-- WORK REQUIRED --
Extend the biographical excerpt on Archbishop Peter Chung Soon-taick beyond its final sentence, keeping to its encyclopedic register.
* Begin EXCERPT *
South Korean Catholic bishop (born 1961)

Peter Chung Soon-taick (born 5 August 1961) is a South Korean prelate of the Catholic Church. Since December 2021, he has been the Metropolitan Archbishop of Seoul and Apostolic Administrator of Pyongyang.

== Biography ==

=== Early life ===
Chung was born on 5 August 1961 in Daegu, South Korea. In 1983 he began his studies in the Department of Industrial Chemistry at Seoul National University's College of Engineering, earning his degree in 1986. He studied at the Songsin Theological Campus of the Catholic University of Korea. He entered the novitiate of the Order of Discalced Carmelites of Korea from 1986 to 1992. On 25 January 1992, he took his perpetual vows.

=== Priest ===
Chung was ordained a Carmelite priest on 16 July 1992. He then earned a master's degree in Sacred Scripture at the Pontifical Biblical Institute. From 2005 to 2008, he served as Provincial Definitor of the Order of Discalced Carmelites of Korea and Vice-master of Incheon monastery and from 2008 to 2009, he served as the first Definitor of the Order of Discalced Carmelites of Korea and served as the Definitor General of the Order of Discalced Carmelites in Rome for the Far East and Oceania from 2009 to 2013.
* End EXCERPT *
* Begin SOURCE DATA *
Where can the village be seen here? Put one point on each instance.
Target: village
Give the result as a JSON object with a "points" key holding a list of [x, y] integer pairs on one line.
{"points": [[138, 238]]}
* End SOURCE DATA *
-- THE RESPONSE --
=== Bishop ===
On 30 December 2013, Pope Francis appointed him an Auxiliary Bishop of Seoul and titular bishop of Tamazuca. He was consecrated with Timothy Yu Gyoung-chon on 5 February 2014 in the Changcheon-dong Stadium, Seoul, by Andrew Yeom Soo-jung, Archbishop of Seoul, assisted by Basil Cho Kyu-man, Vicar General of Seoul, and Linus Lee Seong-hyo, Auxiliary Bishop of Suwon. He chose as his episcopal motto: Deus Pater, Mater Ecclesia, meaning "God the Father, Mother Church" (Korean: 하느님 아버지, 어머니 교회).

=== Archbishop ===
On 28 October 2021, Pope Francis appointed him Metropolitan Archbishop of Seoul to succeed Cardinal Andrew Yeom Soo-jung. Chung was installed at the Myeongdong Cathedral of Our Lady of the Immaculate Conception on 8 December 2021.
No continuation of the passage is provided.